• _INSTRUCTIONS TO FOLLOW_
Each line below should be reproduced without any alteration.

SUPPLIED DATA section start

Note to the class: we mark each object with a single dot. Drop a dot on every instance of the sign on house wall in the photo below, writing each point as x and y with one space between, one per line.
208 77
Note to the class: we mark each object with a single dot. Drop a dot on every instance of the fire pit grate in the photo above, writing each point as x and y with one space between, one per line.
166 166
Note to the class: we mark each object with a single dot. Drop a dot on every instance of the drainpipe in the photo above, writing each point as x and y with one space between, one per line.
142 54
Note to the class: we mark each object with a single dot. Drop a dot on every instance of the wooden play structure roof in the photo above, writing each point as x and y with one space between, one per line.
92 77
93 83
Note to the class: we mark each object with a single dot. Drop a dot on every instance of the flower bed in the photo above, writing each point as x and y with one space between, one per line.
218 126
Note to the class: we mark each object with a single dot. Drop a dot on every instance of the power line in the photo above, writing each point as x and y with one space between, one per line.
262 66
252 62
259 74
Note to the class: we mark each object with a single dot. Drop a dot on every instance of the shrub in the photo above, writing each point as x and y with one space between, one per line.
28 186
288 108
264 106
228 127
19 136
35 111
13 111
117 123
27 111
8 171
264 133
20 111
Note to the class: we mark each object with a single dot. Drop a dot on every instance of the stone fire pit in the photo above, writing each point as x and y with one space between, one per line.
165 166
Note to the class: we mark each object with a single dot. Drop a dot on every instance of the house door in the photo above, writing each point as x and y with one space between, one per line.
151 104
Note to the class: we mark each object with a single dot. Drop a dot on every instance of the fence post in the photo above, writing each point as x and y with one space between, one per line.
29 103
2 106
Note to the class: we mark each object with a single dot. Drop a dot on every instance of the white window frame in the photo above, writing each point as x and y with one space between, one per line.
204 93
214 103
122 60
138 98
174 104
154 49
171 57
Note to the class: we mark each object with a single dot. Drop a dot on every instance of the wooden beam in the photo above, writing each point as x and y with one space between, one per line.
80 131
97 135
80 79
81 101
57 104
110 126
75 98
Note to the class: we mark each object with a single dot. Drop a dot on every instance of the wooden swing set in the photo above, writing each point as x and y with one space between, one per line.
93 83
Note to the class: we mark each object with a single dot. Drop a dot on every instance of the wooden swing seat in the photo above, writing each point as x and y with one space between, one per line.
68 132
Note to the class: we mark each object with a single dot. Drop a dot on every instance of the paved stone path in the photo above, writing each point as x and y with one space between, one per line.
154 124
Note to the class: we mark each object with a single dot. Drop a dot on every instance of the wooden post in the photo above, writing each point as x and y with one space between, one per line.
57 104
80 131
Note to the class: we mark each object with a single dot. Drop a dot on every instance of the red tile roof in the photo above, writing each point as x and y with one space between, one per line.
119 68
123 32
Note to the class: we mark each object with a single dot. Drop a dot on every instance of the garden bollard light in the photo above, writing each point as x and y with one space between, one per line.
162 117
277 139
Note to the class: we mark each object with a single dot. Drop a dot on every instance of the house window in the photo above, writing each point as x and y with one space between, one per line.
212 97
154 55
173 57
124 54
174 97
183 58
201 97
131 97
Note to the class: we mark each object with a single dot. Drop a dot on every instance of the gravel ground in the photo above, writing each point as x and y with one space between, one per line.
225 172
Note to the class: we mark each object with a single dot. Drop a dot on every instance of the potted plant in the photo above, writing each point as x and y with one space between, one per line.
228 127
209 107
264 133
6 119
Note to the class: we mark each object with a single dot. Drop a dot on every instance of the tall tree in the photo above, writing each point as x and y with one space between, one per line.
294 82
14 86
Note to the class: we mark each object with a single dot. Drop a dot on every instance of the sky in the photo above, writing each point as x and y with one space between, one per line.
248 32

SUPPLIED DATA section end

• _SOLUTION FOR THIS TASK_
Note to the class: we mark each object with a single dot. Drop a dot on every instance of the sign on house wall in the photo below, writing each point as x and y with one space between, one per line.
208 77
Note to the class: we mark each object with a single dot. Drop a dot on every instance of the fire pit grate in the photo above, writing each point as x and y with one space between, one per line.
166 166
Note to the class: we mark each object with a single dot. Drop a dot on every instance of the drainpipe in the photo above, writing each point as x and y with one space between, one per line.
142 54
Note to the class: we mark each object with a single dot. Drop a dot on every instance of the wooden play structure roof in the photo above, writing each point as x and y with one space between, one per line.
92 77
93 83
Note to the class: we mark each object with a single dot. Drop a dot on every instance of the flower bed in the photo above, writing each point as x and y with one space between, one per line.
218 126
Note to the class: we mark each object with a single dot. Drop a dot on every instance of the power line in the photo above, writing each point as x and y with one space between, one per line.
262 66
252 62
259 74
Note to the class: we mark each object with a single dot. Drop a dot on every instance of the shrub in the photo above, writing each point as x and y with one space between, one per line.
28 186
288 108
264 106
228 127
19 136
35 111
13 111
117 123
27 111
8 171
264 133
20 111
Note to the class: we mark each object with a single dot. Drop a dot on every instance of the stone fire pit in the photo above, writing each point as x and y with one space between, one per line.
165 166
Note to the class: we mark each object with a single dot. Drop a dot on every instance of the house door in the photo above, writing each point as x and y with one space between, one per line.
151 104
Note to the class: we mark each object with a single dot. Drop a dot on every instance of the fence post in the photo above, writing each point as x and y with one space between, one per line.
29 103
2 106
Note to the class: we mark each object with a single dot. Drop a dot on every instance of the white window frame in the photo above, writing each point as x and y with one space between, one per line.
204 93
214 103
122 60
138 98
174 104
154 49
171 57
Note to the class: we mark each object with a single dot. Drop a dot on every instance of the wooden beam in the photo above, writing each point as x and y with one space between, one per line.
80 131
97 135
80 79
81 101
57 104
110 126
75 98
Note to the class: we mark each object with a single dot. Drop a dot on every instance of the wooden swing set in the photo above, writing each point as x and y with one space between, one per line.
93 83
Note to the class: we mark each object with a single dot. Drop a dot on every instance of the wooden swing seat in the photo above, writing each point as x and y with one space between, one per line.
68 132
Note to the class: we mark each object with a single dot. Drop a dot on every instance of the paved stone path in the photo above, writing each point as x and y with one space between, one per line.
154 124
Note to the class: we mark each object with a single dot. Drop a dot on every instance of the wooden post in the photo above, writing each point as x and y with one space between, one per line.
57 104
80 131
Note to the class: we mark each object with a single dot. Drop a dot on every instance of the red tile roof in the photo above, writing each point as x and y with one space between, one per line.
119 68
123 32
Note to the class: we mark each object with a single dot. Drop a dot on every instance of the garden bollard light in the photo above, writing each point as x and y with one space between, one per line.
162 117
277 139
Note to the class: we mark each object with a single dot. Drop a dot on every instance of the house window in the photo above, writing each point as x and y with one space between, one per line.
212 97
154 55
173 57
124 54
174 97
183 58
201 97
131 97
Note to the class: we mark each object with a single dot. Drop a dot on every instance of the gravel ground in the photo above, writing each point as x and y with one space between, one per line.
225 172
Note to the class: we mark each object with a single dot. Drop a dot on every instance of the potted plant in the photo above, writing each point as x and y with one space between, one per line.
228 127
209 107
264 133
6 119
Note to the class: we mark each object with a single dot. Drop a dot on every instance of the tall tree in the photo above, writing each point as x and y with one space between, one per line.
294 82
14 86
Note to the class: we mark each object with a single dot. Drop a dot on every instance of the sky in the photo above, writing each point as x and y with one space between, one per line.
248 32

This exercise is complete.